- **Выбранный текст**:
※ ※ ※

С одной стороны, происходит внутреннее перерождение, условно говоря, “старых” сегментов политического класса. Растет предприимчивость и активность номенклатуры, управленческие команды превращаются в некую разновидность мафиозных образований, где лояльность лидеру — выше закона, а критика его
— преступление. Силовые структуры преображаются в отряды наемников разных политиков. Все чаще и чаще физически устраняются политические конкуренты. У ответственных лиц угасает политическая воля к наведению порядка… И так далее.С другой стороны, в сфере управления растет число криминальных объединений и лиц, экспортированных властью из сферы теневой экономики и ставших (по крайней мере, если говорить о верхушке) составной частью правящего класса.
Усиление внутренней однородности этого нового номенклатурно-теневого правящего класса прежде всего проявляется в ряде вполне ожидаемых и уже не вызывающих удивления акций власти. Так, несмотря на пламенные призывы думцев или же постоянные заявления представителей исполнительной власти о борьбе с криминалом, в стране до сих пор не принято эффективных мер противодействия группам организованной преступности, в результате чего мафия не просто активно участвует в перераспределении государственных ресурсов, но и практически пришла к обладанию контрольными пакетами в различных сферах экономики. При этом миролюбие к преступникам, отказ от правового преследования проявляется не только в законодательной сфере, но и подкрепляется иными социальными, технологическими и даже политическими механизмами. Например, даже технически малограмотным людям понятно, что при существующем порядке расчетов службе электронной разведки ФСБ хорошо известны все счета и суммы, уходящие за рубеж, и, стало быть, для того, чтобы бороться с расхитителями общественного богатства, нужна только политическая воля высшего руководства. Но как она там может оказаться, если на высших этажах власти коррупция воспринимается (по крайней мере практически) не как социальное зло или тем более преступление, а как естественный механизм связи экономики и политики и тем самым — управления обществом?
Помнится, еще М. Волошин писал в свое время, что в российском “государстве вне закона // Находятся два класса: // Уголовный. // И правящий // Во время революций // Они меняются местами, // В чем по существу нет разницы. // Но каждый, дорвавшийся до власти, сознает // Себя державной осью государства // И злоупотребляет правом грабежа…”. Так что, возможно, и не стоит списывать сегодняшнюю коррупцию и очарованность элитарных слоев криминальной этикой на “трудности переходного периода” или непросвещенность политиков, раз эта традиция с неотвратимостью проявляется в российской политике.

※ ※ ※

- **Сохранённые записи**:
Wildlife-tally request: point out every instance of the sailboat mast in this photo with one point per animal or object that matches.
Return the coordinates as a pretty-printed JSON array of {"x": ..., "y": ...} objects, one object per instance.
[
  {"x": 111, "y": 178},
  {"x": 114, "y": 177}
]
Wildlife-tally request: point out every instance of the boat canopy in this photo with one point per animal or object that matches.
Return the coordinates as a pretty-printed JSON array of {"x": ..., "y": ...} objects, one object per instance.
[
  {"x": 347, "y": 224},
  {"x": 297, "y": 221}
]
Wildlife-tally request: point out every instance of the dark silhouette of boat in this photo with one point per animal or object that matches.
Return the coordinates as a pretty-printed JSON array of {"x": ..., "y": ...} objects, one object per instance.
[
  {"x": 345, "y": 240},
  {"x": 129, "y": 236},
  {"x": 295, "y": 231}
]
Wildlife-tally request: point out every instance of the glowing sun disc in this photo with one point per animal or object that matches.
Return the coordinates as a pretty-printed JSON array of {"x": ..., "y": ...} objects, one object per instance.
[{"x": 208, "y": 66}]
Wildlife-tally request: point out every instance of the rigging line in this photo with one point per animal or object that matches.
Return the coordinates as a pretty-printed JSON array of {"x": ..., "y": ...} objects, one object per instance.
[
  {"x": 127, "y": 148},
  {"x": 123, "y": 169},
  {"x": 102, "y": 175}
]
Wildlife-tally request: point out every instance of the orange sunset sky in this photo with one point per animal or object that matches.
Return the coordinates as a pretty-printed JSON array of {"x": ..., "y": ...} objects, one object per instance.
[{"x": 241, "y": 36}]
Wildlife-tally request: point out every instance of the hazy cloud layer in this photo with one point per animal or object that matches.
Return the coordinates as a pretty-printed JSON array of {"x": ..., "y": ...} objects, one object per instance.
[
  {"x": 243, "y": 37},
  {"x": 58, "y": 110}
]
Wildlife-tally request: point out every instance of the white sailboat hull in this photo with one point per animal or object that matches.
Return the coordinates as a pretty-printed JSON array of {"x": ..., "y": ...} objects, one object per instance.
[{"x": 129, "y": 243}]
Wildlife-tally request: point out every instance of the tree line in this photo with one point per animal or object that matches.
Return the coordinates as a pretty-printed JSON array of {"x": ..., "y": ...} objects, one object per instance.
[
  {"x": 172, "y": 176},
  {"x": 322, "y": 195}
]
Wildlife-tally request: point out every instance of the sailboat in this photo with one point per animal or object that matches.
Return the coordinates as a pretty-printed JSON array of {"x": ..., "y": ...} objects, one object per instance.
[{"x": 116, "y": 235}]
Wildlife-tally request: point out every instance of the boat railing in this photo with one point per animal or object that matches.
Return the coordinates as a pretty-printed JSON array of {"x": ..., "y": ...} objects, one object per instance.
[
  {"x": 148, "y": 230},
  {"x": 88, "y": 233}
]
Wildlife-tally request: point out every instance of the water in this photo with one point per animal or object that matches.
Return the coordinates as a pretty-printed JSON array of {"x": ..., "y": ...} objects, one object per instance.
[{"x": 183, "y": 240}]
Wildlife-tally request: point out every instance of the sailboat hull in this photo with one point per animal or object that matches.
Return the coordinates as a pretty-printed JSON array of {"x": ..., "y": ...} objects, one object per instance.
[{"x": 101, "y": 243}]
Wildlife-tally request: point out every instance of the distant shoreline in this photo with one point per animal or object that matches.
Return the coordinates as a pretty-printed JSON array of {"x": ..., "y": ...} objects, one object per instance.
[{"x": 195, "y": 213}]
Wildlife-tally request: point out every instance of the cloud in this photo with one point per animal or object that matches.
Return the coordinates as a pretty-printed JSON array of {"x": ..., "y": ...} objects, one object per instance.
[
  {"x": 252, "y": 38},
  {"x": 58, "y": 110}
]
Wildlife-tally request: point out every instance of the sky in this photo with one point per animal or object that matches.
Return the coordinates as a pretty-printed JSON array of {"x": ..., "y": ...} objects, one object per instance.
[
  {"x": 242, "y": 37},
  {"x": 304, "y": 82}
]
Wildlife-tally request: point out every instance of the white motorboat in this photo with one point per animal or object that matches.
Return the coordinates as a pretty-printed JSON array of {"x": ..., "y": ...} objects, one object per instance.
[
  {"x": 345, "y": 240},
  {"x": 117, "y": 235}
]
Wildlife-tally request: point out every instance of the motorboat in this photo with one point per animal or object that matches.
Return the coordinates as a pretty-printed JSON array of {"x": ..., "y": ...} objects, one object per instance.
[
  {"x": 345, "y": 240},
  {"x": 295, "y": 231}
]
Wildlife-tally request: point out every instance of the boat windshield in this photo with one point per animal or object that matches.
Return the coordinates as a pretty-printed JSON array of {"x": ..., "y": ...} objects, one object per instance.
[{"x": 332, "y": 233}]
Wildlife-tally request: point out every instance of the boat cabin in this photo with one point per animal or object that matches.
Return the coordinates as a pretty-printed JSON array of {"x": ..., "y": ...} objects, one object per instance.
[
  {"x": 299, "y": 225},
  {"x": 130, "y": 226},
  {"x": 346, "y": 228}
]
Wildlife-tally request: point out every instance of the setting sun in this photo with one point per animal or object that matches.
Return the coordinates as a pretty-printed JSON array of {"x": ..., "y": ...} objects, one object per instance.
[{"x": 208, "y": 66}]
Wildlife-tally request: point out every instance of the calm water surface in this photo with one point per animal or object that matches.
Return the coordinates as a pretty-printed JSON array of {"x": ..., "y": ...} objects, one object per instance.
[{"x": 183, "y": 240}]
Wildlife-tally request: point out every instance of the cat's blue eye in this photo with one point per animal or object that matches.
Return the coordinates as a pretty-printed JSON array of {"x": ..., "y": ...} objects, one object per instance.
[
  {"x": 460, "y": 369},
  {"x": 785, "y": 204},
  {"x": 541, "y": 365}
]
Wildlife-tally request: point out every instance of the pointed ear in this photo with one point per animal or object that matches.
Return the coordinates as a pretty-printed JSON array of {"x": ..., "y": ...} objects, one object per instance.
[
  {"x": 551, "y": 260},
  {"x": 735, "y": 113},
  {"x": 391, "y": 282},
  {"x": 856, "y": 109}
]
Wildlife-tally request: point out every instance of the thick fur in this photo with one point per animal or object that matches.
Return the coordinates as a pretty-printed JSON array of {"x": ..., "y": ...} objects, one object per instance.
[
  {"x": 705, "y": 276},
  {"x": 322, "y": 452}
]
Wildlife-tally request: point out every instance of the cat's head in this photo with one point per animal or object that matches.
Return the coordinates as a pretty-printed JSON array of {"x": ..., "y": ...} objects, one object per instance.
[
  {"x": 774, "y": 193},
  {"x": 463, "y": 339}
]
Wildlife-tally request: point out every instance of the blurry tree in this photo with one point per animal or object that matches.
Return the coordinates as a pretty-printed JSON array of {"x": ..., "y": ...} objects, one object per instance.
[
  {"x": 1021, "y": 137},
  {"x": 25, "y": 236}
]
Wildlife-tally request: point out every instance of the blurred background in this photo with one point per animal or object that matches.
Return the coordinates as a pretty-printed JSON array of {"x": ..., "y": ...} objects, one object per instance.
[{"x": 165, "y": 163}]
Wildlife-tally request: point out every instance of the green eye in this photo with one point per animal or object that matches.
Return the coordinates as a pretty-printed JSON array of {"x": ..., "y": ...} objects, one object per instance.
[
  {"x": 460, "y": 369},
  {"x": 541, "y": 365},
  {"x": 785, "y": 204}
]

※ ※ ※

- **Задания**:
a) Ответьте по тексту о коррупции в правящем классе на следующие вопросы.
(i) Во что, согласно тексту, преображаются силовые структуры?
(ii) Какой службе, по словам автора, хорошо известны все счета и суммы, уходящие за рубеж?
(iii) Какие два класса, по строкам М. Волошина, находятся в российском государстве вне закона?
b) Продолжите текст о коррупции в правящем классе, начав сразу после его последнего предложения.

- **Ответы к заданиям**:
a)
(i) В отряды наемников разных политиков.
(ii) Службе электронной разведки ФСБ.
(iii) Уголовный и правящий.

b)
Но как бы там ни было, главное, чего нельзя не заметить: формирование элитарных слоев в российском обществе сегодня принципиально ограничено самоотбором
и самоселекцией. Причем в межгрупповых отношениях в этом “круге первом” не действуют никакие идеологические критерии или законодательные нормы. Они уступили место стандартам корпоративного торга и сговора, этическим воззрениям, оправдывающим абсолютное превосходство тех, кто контролирует власть и не желает делиться с обществом даже ее микроскопическими частями. Ну а поскольку противоборствующие кланы постоянно пытаются, что называется, по-крупному пересмотреть в свою пользу результаты передела собственности, то всякие очередные выборы в законодательные или исполнительные органы власти, которые соперники используют для достижения нового расклада и конфигурации сил, каждый раз объявляются “судьбоносными” для страны, а время — “переломным” для России.В результате всех этих уже очевидных для любого более-менее здравомыслящего обывателя игр в демократию в российском обществе сложился катастрофический раскол власти с населением, образование невиданной ранее пропасти между элитарными и неэлитарными слоями. И эта пропасть постоянно углубляется за счет усиления экономической зависимости обслуживающих элитарные интересы СМИ, отсутствия реакции органов власти на критику общественности и как следствие — усиления собственно полицейских методов разговора с общественностью, произвола властей и особенно ее силовых структур в отношении лиц и объединений, не столько протестующих против государственной политики, сколько слишком сильно тревожащих интересы кланов.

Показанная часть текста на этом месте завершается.